- **What you have to do**: Reproduce the records with "thin stem" replaced by "slender stalk" wherever it occurs, leaving everything else unchanged.

- **Exercise inputs**:
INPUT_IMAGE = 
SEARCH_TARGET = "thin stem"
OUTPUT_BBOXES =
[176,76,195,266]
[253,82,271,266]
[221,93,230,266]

- **Result of the exercise**:
INPUT_IMAGE = 
SEARCH_TARGET = "slender stalk"
OUTPUT_BBOXES =
[176,76,195,266]
[253,82,271,266]
[221,93,230,266]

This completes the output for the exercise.